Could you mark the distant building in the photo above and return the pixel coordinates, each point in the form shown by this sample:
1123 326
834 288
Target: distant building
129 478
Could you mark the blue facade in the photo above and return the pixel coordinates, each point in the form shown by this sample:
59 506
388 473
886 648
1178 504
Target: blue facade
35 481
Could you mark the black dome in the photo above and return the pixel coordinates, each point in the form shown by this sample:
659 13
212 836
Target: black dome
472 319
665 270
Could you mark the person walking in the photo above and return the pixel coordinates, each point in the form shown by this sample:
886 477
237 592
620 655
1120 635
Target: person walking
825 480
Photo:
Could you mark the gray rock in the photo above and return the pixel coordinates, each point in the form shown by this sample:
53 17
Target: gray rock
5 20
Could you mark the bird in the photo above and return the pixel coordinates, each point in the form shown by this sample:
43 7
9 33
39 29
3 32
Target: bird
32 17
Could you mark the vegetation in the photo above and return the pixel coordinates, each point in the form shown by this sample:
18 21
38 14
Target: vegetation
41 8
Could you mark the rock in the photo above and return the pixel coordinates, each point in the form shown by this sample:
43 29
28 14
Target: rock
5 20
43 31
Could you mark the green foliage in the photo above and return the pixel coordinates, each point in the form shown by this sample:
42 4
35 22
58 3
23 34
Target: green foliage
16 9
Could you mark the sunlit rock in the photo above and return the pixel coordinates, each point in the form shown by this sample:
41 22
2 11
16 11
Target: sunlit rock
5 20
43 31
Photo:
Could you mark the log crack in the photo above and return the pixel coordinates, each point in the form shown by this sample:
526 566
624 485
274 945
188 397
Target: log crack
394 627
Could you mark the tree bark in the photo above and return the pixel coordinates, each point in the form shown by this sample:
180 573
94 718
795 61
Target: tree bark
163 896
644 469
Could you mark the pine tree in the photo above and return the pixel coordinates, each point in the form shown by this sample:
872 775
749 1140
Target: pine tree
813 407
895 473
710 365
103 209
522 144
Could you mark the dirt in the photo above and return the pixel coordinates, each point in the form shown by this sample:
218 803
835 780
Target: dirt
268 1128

AIM → Your task is to extract all of the records exactly.

OUTPUT OF THE EXERCISE →
Could you mark the distant building in the photo above and return the pixel coordinates, each point in the form shown by this sample:
1123 326
834 288
Target: distant building
129 478
Could you mark the blue facade in the photo above and return the pixel coordinates, each point in the form shown by this sample:
59 506
388 473
886 648
1178 504
Target: blue facade
35 481
Could you mark the black dome in the photo above and return the pixel coordinates, each point in the form shown by this sample:
659 13
212 836
Target: black dome
472 319
665 270
Could you mark the person walking in the photo above and return the pixel coordinates, each point in the form shown by this sample:
886 477
237 592
620 655
1120 635
Target: person walking
825 480
Photo:
Could you mark the gray rock in the photo above and return the pixel coordinates, each point in the form shown by this sample:
53 17
Target: gray rock
5 20
Could you mark the bird in the photo above and return the pixel coordinates, each point in the form shown by this sample:
43 7
9 33
39 29
3 32
Target: bird
32 17
Could you mark the vegetation in the photo above and return the pixel coordinates, each point in the form shown by this sample:
18 21
38 14
Target: vegetation
41 8
Could you mark the rock in the photo above and return the pixel coordinates, each point in the form shown by this sample:
43 29
28 14
Target: rock
5 20
43 31
Could you mark the green foliage in the photo above and return the pixel coordinates, each point in the form shown by this sample:
42 4
35 22
58 3
23 34
Target: green foliage
16 9
Could you mark the sunlit rock in the photo above and return the pixel coordinates, each point in the form shown by this sample:
41 22
2 11
16 11
Target: sunlit rock
5 20
43 31
Photo:
Could you mark the log crack in the photo above and return the pixel coordinates, each point in the form shown by this sample:
526 566
624 485
274 945
188 397
Target: log crack
394 627
Could you mark the tree bark in the photo above and return the pixel coordinates, each point in the form shown by this sample:
180 573
94 718
795 61
Target: tree bark
163 896
644 469
Could you mark the pine tree in the photo above and return the pixel coordinates, each point in the form shown by this sample:
872 775
749 1140
Target: pine tree
813 407
895 473
710 365
103 209
522 144
Could you mark the dirt in the photo above and return the pixel coordinates, each point in the form shown by this sample:
218 803
835 780
Target: dirt
268 1128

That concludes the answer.